Directions for this task - Identify every line in the items below that contains the word "petal", and copy each of those lines.

Data for this task -
START
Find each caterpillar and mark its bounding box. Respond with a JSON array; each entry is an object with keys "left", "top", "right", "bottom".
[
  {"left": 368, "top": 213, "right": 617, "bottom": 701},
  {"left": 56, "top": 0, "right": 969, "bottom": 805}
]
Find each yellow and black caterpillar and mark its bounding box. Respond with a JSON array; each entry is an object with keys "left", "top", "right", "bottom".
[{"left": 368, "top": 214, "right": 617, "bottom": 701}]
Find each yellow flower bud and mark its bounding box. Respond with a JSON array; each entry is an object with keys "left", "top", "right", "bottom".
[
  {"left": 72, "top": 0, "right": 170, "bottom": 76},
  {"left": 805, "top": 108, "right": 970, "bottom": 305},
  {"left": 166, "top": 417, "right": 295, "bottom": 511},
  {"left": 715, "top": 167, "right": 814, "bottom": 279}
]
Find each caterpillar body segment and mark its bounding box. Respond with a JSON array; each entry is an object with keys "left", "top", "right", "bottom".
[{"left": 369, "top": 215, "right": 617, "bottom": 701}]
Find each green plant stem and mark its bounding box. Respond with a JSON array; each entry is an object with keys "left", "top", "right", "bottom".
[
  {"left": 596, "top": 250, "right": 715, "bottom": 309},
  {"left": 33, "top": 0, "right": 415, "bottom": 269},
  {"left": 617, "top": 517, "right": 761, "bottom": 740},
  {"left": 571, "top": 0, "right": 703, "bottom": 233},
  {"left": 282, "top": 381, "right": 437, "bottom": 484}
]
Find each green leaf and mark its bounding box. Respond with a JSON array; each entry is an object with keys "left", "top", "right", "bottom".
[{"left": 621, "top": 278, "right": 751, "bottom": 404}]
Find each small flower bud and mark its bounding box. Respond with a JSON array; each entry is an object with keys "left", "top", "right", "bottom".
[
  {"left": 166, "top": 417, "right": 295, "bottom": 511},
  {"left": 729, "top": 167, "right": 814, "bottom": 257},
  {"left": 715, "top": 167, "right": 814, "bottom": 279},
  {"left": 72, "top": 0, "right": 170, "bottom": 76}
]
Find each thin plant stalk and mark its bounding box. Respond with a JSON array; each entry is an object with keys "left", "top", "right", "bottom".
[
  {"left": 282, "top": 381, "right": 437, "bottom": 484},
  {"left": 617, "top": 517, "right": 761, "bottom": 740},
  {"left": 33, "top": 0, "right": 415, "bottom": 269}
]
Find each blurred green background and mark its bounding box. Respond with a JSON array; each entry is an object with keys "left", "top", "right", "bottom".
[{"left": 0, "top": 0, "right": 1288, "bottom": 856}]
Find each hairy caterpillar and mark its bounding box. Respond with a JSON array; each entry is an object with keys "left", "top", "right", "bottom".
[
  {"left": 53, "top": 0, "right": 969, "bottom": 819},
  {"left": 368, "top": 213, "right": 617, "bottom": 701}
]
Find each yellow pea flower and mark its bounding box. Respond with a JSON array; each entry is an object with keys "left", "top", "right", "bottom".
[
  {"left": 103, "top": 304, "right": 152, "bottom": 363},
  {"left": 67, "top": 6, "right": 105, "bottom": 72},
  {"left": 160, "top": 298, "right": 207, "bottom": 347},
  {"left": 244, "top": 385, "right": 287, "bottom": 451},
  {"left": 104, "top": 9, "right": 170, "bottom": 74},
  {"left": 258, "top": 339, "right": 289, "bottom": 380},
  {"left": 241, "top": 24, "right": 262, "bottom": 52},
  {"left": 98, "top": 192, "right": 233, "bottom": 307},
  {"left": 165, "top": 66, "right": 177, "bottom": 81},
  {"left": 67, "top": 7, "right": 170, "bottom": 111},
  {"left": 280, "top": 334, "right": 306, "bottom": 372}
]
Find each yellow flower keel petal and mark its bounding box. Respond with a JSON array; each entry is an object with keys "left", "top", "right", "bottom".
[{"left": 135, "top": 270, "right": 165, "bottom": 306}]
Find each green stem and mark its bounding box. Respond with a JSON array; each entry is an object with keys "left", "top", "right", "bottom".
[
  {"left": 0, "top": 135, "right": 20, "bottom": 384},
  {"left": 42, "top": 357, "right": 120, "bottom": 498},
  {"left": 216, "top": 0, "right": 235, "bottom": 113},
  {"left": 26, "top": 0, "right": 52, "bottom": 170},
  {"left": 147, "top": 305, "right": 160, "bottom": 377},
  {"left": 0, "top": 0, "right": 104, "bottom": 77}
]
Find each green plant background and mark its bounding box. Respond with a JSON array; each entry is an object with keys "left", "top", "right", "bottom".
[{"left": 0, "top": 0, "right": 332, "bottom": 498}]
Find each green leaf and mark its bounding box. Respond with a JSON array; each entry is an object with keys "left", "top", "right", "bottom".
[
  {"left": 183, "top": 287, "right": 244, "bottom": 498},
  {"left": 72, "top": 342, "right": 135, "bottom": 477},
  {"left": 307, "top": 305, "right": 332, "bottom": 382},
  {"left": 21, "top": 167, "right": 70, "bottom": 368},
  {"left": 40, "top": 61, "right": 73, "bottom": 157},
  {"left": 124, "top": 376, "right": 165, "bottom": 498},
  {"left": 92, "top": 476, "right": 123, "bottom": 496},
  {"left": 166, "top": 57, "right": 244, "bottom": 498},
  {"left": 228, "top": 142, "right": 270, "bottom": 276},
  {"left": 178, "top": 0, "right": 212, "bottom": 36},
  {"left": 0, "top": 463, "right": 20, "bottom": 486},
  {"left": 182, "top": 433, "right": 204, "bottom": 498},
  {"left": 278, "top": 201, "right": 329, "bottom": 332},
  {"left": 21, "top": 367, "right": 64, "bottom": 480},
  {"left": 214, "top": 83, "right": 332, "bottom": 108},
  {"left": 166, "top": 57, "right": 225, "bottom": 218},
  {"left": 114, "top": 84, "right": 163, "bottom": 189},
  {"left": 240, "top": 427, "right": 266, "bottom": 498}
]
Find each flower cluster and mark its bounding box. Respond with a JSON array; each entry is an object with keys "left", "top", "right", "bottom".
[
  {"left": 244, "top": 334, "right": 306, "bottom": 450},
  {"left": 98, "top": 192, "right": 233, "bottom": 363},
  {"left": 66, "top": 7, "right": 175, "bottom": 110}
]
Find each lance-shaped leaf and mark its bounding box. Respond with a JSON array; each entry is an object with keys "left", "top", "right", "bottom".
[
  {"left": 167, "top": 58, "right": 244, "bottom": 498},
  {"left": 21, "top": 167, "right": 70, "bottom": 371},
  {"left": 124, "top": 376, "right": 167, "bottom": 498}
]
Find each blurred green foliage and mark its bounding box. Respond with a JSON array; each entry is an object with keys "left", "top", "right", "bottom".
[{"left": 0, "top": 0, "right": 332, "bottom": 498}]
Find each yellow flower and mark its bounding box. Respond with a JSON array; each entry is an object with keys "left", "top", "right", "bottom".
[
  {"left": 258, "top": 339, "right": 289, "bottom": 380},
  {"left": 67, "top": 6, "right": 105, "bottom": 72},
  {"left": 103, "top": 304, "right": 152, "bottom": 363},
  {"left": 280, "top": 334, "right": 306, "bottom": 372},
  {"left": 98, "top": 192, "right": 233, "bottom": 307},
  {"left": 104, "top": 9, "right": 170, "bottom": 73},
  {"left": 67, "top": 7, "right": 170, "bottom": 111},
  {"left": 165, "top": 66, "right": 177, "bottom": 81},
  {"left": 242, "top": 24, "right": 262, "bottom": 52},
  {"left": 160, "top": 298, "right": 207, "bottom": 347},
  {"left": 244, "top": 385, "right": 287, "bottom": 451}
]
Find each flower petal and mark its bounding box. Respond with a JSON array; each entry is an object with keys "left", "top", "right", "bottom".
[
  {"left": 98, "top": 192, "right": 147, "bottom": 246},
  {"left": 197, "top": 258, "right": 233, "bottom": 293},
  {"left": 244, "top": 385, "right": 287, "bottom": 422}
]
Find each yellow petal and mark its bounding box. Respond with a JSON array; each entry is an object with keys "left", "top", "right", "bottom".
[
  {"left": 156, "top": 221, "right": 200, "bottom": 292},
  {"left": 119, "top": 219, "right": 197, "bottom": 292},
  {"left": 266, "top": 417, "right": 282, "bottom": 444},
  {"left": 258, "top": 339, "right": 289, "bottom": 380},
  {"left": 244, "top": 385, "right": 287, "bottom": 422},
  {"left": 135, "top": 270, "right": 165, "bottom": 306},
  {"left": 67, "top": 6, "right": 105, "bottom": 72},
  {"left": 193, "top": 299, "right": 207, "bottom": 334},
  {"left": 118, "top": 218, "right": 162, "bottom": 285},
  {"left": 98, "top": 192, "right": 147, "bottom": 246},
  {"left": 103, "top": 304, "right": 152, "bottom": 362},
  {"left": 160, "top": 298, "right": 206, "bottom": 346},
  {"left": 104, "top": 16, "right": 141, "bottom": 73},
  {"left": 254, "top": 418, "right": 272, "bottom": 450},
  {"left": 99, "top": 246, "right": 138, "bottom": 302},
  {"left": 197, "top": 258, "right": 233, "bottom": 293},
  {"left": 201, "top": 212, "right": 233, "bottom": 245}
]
END
Answer to the exercise -
Find each yellow flower keel petal and mark its bounding box. Respond with a JSON array; each entry is an object with keys "left", "top", "right", "bottom".
Find each flower petal and mark its bounding box. Respond with a JSON array; each entry is an object with keys "left", "top", "right", "bottom".
Find each yellow petal and mark its bounding box. Respond with a JSON array; each entry is an object with keys "left", "top", "right", "bottom".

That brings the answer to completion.